Location identification entries
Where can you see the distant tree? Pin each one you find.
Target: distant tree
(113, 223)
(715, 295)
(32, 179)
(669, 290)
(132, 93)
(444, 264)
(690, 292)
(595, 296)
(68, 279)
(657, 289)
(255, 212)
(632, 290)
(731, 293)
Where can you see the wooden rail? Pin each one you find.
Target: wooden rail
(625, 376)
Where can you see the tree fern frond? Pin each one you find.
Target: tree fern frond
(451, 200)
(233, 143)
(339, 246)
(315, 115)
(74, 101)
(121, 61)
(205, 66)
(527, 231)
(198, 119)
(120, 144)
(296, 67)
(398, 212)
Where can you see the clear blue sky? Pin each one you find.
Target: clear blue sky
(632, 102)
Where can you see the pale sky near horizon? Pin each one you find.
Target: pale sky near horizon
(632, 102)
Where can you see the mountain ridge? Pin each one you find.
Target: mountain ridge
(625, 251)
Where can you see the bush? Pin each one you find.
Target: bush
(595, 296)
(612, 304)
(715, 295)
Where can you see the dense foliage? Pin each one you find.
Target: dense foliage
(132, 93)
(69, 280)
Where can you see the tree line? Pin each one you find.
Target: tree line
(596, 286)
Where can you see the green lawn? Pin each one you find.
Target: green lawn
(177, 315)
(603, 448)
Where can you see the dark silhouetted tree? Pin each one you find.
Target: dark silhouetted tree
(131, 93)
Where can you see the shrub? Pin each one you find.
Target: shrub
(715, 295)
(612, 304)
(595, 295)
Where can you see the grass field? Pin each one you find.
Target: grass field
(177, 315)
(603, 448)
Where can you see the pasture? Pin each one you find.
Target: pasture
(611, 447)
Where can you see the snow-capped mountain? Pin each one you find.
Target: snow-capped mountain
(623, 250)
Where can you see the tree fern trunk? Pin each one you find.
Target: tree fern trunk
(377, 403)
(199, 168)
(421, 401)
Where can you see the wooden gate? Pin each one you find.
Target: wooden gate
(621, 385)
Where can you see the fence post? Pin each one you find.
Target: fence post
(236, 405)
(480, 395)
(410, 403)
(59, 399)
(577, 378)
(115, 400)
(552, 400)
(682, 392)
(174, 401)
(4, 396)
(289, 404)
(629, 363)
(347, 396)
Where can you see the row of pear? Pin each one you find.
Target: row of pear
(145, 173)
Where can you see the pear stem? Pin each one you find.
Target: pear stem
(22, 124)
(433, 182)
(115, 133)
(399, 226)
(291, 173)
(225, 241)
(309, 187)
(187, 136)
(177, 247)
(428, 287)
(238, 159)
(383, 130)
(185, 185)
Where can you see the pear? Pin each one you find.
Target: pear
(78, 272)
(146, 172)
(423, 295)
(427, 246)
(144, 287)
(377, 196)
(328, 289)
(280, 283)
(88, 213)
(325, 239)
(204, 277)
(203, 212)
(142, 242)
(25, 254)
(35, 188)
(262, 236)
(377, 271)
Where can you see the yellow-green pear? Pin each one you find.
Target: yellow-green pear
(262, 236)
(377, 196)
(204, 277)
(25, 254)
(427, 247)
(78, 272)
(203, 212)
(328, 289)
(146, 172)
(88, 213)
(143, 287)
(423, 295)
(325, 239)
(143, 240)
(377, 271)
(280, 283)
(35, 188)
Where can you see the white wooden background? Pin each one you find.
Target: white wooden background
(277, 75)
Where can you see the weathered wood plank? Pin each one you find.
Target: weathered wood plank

Prompt: Reproduce every item above word for word, leaving nothing out and changing nothing.

Output:
Where can you see the distant tree? Pin each one you find.
Target: distant tree
(113, 223)
(715, 295)
(32, 179)
(669, 290)
(132, 93)
(444, 264)
(690, 292)
(595, 296)
(68, 279)
(657, 289)
(255, 212)
(632, 290)
(731, 293)
Where can you see the wooden rail? Pin each one you find.
Target: wooden rail
(625, 376)
Where can you see the tree fern frond? Pin each one you find.
Target: tree fern frond
(451, 200)
(233, 143)
(339, 246)
(315, 115)
(74, 101)
(121, 61)
(205, 66)
(527, 231)
(198, 119)
(120, 144)
(296, 67)
(398, 212)
Where can you see the clear blue sky? Pin each one you find.
Target: clear blue sky
(632, 102)
Where can you see the pale sky near horizon? Pin each one you find.
Target: pale sky near horizon
(632, 102)
Where can you see the mountain ridge? Pin each one you find.
Target: mountain ridge
(625, 251)
Where can you see the bush? Pin each one you find.
Target: bush
(595, 296)
(612, 304)
(715, 295)
Where can you see the dense foliage? Pin each one you find.
Target: dense foliage
(132, 93)
(69, 280)
Where can you see the tree line? Pin each one you find.
Target: tree line
(596, 286)
Where can you see the green lawn? Pin each one you find.
Target: green lawn
(177, 315)
(603, 448)
Where can you see the dark silhouetted tree? Pin each one you find.
Target: dark silhouetted tree
(131, 93)
Where can you see the shrub? Pin each one you find.
Target: shrub
(715, 295)
(612, 304)
(595, 295)
Where can you see the grass field? Pin each one you find.
Target: grass field
(177, 315)
(603, 448)
Where can you see the pasture? Pin each one you find.
Target: pasture
(611, 447)
Where can you see the snow-capped mountain? Pin each one you find.
Target: snow-capped mountain
(623, 250)
Where can you see the tree fern trunk? Pin each one you find.
Target: tree fern trunk
(377, 403)
(199, 168)
(421, 401)
Where can you see the wooden gate? Pin each one you find.
Target: wooden gate
(621, 385)
Where can you see the fence post? Pin each one you find.
Target: fence post
(236, 405)
(480, 395)
(410, 403)
(59, 399)
(577, 378)
(115, 400)
(552, 400)
(682, 392)
(174, 401)
(4, 396)
(289, 404)
(629, 363)
(347, 396)
Where can you see the row of pear? Pin each one you find.
Target: row of pear
(145, 173)
Where can you see the pear stem? Pin each one you find.
Target: pear stem
(22, 124)
(433, 182)
(115, 133)
(399, 226)
(291, 173)
(225, 241)
(309, 187)
(187, 136)
(177, 247)
(428, 287)
(238, 159)
(383, 130)
(185, 185)
Where can you see the pear? Pin each one you find.
Target: pear
(78, 272)
(146, 172)
(423, 295)
(427, 246)
(144, 287)
(377, 196)
(328, 289)
(280, 283)
(88, 213)
(325, 239)
(204, 277)
(203, 212)
(142, 242)
(25, 254)
(35, 188)
(262, 236)
(377, 271)
Where can you see the yellow-green pear? Pin each one you find.
Target: yellow-green pear
(262, 236)
(377, 196)
(204, 277)
(25, 254)
(427, 247)
(78, 272)
(203, 212)
(328, 289)
(146, 172)
(88, 213)
(143, 287)
(423, 295)
(325, 239)
(143, 240)
(377, 271)
(280, 283)
(35, 188)
Where can you see the white wooden background? Pin each one you find.
Target: white wooden background
(277, 75)
Where can you see the weathered wood plank? Pin each one you find.
Target: weathered wood plank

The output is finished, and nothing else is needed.